● **Page text**:
Iowa’s Dairy Industry Faces Challenges From Supply Chain Disruptions

Doug Stensland can’t always trust that the semi-trucks filled with the supplies he needs to run his family dairy farm and processing plant in Larchwood will show up on time.

After one truck carrying milk jugs arrived a little late, Stensland said he shifted how he runs his operations.

“After that it was like ‘Boy we have to keep everything ordered way ahead,’” Stensland said. “We used to be able to order and keep a real lean inventory, but now we’ve gotten to a point where we have to stock up a lot of inventory just to make sure we don’t order it and it’s not available.”

Nationwide supply chain disruptions have impacted businesses across the country -- and Iowa’s dairy industry is no exception. Transportation and logistics issues have touched all levels of dairy production, from local farmers to large dairy exporters.

In most cases, agriculture economist for Iowa State University Chad Hart said supply isn’t the major issue. The problem is connecting the supply to the demand, and the chain link between many products has been disrupted.

“If the feed additive is in China, but the need for it is here in an Iowa dairy herd, then that doesn’t help you, unless you can deliver it where it’s needed,” Hart said.

On the local level, farmers are facing obstacles in receiving the tools they need to continue business. At Milk Unlimited Dairy, a farm in Atlantic with 34,000 cows, owner Christy Cunningham said the first shortage she noticed was in personal protection equipment used for milking cows at the start of the pandemic.

“Not only were we not able to get them, but when we were, the inflation of the price was enough to make you take notice,” Cunningham said.

Now, equipment like dry tubes, ear tags, feed additives and packaging for milk products are more difficult to stock and require a lot more planning. Between shortages and rising prices, Stensland said the last two years have been very hard for his business.

“Everything’s gone up,” Stensland said. “It’s cut into profits, there's no doubt about it. It's just a matter of how far we can be able to grab that back. Our sales are tough anyway.

● **Source material**:
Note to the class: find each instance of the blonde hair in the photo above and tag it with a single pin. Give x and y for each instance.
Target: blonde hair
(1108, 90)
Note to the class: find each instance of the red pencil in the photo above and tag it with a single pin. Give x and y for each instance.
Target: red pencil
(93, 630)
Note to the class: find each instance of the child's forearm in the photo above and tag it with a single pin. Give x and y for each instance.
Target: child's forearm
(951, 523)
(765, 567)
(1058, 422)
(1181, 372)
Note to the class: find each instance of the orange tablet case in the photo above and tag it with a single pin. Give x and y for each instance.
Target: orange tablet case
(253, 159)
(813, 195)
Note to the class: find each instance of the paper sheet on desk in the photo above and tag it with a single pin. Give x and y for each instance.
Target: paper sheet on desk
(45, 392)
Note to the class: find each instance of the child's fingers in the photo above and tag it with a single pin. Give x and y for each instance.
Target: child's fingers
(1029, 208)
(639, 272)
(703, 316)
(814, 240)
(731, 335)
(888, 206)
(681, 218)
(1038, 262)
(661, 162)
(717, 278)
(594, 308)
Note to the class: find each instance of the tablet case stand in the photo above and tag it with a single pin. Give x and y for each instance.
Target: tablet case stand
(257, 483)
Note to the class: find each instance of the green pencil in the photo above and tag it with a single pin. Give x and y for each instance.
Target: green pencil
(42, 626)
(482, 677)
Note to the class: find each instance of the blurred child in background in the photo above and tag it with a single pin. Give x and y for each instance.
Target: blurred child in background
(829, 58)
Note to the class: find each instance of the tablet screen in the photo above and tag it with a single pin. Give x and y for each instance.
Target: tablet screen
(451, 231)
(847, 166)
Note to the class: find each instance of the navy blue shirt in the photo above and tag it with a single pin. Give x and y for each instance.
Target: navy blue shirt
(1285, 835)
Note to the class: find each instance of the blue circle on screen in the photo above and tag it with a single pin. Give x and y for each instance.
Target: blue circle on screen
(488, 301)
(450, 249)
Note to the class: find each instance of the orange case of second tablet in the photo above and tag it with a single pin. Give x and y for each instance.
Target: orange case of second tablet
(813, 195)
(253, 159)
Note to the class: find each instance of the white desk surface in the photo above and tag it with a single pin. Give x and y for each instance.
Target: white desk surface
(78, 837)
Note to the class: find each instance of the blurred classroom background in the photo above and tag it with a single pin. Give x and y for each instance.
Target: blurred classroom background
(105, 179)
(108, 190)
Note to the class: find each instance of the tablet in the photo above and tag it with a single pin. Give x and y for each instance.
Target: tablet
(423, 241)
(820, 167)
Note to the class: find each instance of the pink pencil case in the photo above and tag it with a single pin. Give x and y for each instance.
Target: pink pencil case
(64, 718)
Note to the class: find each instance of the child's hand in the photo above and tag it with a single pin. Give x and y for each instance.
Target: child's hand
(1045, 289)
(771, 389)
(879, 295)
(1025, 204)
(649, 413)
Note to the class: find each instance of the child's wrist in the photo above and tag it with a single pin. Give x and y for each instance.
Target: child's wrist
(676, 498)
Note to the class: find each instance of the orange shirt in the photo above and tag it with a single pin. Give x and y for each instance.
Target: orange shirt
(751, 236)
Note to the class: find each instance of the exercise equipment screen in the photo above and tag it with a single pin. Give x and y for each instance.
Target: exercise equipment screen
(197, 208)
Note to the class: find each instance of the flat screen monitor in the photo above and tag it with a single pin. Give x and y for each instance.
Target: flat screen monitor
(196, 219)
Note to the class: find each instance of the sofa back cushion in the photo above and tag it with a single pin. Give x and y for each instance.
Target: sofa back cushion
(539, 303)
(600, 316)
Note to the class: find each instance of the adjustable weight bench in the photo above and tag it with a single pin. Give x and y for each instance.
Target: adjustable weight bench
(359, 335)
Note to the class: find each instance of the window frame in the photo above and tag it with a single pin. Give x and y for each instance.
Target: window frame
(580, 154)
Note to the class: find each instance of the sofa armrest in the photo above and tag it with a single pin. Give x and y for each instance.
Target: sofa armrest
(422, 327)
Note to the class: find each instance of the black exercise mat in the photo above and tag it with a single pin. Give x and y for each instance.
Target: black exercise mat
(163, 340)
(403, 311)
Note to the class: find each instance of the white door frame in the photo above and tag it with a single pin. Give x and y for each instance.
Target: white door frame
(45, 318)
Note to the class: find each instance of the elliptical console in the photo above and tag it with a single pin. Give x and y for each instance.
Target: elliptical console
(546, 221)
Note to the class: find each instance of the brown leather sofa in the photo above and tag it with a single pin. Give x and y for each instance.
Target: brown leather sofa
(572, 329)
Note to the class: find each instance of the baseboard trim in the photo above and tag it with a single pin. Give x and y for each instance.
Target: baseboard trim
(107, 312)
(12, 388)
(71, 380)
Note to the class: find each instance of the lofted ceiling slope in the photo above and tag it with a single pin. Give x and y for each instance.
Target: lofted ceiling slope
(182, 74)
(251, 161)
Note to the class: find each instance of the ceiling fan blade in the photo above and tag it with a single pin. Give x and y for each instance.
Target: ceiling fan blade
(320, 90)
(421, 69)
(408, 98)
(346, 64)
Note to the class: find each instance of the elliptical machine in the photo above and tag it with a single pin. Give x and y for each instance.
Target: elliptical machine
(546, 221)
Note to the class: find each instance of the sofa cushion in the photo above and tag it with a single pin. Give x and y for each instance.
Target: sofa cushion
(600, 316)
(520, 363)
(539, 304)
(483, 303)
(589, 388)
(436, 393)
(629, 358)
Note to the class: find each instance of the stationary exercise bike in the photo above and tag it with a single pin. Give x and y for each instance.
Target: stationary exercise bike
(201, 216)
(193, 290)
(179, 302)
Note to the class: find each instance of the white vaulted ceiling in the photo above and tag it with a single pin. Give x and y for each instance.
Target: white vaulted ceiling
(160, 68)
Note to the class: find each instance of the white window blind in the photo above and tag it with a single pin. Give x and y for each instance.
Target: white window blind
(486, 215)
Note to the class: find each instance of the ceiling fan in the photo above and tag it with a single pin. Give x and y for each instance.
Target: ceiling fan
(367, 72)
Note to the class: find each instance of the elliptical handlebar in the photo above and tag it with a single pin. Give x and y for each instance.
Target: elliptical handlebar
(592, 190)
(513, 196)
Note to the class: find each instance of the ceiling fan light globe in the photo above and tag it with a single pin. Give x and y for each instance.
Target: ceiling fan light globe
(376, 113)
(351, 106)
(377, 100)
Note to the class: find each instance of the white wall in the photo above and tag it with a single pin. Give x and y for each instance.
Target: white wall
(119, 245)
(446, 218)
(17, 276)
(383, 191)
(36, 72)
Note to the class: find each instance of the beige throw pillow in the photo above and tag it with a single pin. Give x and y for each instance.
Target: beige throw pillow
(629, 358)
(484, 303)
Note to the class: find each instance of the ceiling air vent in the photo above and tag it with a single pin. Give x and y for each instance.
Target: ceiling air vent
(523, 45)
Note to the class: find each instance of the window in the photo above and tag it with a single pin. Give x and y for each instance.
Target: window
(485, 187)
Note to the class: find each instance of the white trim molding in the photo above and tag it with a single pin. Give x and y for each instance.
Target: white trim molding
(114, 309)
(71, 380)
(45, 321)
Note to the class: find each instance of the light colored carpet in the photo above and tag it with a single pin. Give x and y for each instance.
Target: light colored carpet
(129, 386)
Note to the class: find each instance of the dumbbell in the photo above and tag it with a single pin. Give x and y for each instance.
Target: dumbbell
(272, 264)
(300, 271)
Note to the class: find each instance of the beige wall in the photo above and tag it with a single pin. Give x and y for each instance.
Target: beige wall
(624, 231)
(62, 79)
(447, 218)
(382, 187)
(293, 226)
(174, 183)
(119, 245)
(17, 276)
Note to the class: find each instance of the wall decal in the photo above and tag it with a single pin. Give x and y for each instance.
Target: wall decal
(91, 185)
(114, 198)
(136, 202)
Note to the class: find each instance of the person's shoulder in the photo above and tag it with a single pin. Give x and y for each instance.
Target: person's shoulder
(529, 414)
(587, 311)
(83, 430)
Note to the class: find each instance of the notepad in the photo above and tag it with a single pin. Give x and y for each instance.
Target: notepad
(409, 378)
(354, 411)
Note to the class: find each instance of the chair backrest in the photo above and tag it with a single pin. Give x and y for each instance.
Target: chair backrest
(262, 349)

● **Work instructions**:
1 > According to the Iowa dairy article, how many cows are on the Milk Unlimited Dairy farm in Atlantic?
2 > Return everything in the Iowa dairy article from "Iowa’s Dairy Industry Faces" down to "large dairy exporters.".
The material is separate from the Iowa dairy article.

● **Results**:
1 > 34,000 cows

2 >
Iowa’s Dairy Industry Faces Challenges From Supply Chain Disruptions

Doug Stensland can’t always trust that the semi-trucks filled with the supplies he needs to run his family dairy farm and processing plant in Larchwood will show up on time.

After one truck carrying milk jugs arrived a little late, Stensland said he shifted how he runs his operations.

“After that it was like ‘Boy we have to keep everything ordered way ahead,’” Stensland said. “We used to be able to order and keep a real lean inventory, but now we’ve gotten to a point where we have to stock up a lot of inventory just to make sure we don’t order it and it’s not available.”

Nationwide supply chain disruptions have impacted businesses across the country -- and Iowa’s dairy industry is no exception. Transportation and logistics issues have touched all levels of dairy production, from local farmers to large dairy exporters.